Джеймс Вилкинсон родился в Мэриленде, в поселке Хантинг Крик 24 марта 1757 года. Поскольку был вторым сыном — никакого наследства ему не досталось, но все поправила женитьба в 1778 году на Энн Биддл, девушки из очень богатой филадельфийской купеческой семьи. Собственно, именно родственники жены стали зарядом для карьеры Вилкинсона.
Вилкинсон с 1775 года участвовал в войне за Независимость. Служил под началом Натаниэля Грина, потом Бенедикта Арнольда, а чуть позже — и генерала Гейтса. Именно Джеймс прибыл в Конгресс с официальной депешей Гейтса о победе при Саратоге в 1777 году, за что получил чин бригадного генерала.

*Задание A*. В тексте о Джеймсе Вилкинсоне замените «Энн Биддл» на «Мэри Биддл» и перепишите отрывок: начните с места, где стоит «Джеймс Вилкинсон родился», и остановитесь после «чин бригадного генерала.».
*Задание B*. Продолжите текст о Джеймсе Вилкинсоне после его последнего предложения.
Дальше приведен отдельный материал, не связанный с текстом.

*Предоставленные данные*.
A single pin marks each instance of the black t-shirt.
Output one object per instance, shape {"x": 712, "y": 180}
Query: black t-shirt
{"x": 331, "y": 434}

*Ответ A*.
Джеймс Вилкинсон родился в Мэриленде, в поселке Хантинг Крик 24 марта 1757 года. Поскольку был вторым сыном — никакого наследства ему не досталось, но все поправила женитьба в 1778 году на Мэри Биддл, девушки из очень богатой филадельфийской купеческой семьи. Собственно, именно родственники жены стали зарядом для карьеры Вилкинсона.
Вилкинсон с 1775 года участвовал в войне за Независимость. Служил под началом Натаниэля Грина, потом Бенедикта Арнольда, а чуть позже — и генерала Гейтса. Именно Джеймс прибыл в Конгресс с официальной депешей Гейтса о победе при Саратоге в 1777 году, за что получил чин бригадного генерала.

*Ответ B*.
В 1778-м Вилкинсон участвовал в интриге с целью смещения Джорджа Вашингтона с поста командующего Континентальной Армией. Интрига провалилась, и в 1781 году Вилкинсона «ушли» в отставку. С убийственной формулировкой — «отсутствие способностей к военной службе». Казалось бы — карьера кончена! Но нет, история нашего героя только начинается.
В 1782 году Джеймс всплыл в Кентукки, где спекулировал землей. Торговал размашисто, широко. Кстати, один, наверное, из самых первых изобретателей «Быстроденег» — давал в долг займы до 500 долларов под 3 процента… в день. Нет, ну а что такого? Не нравится — не занимай!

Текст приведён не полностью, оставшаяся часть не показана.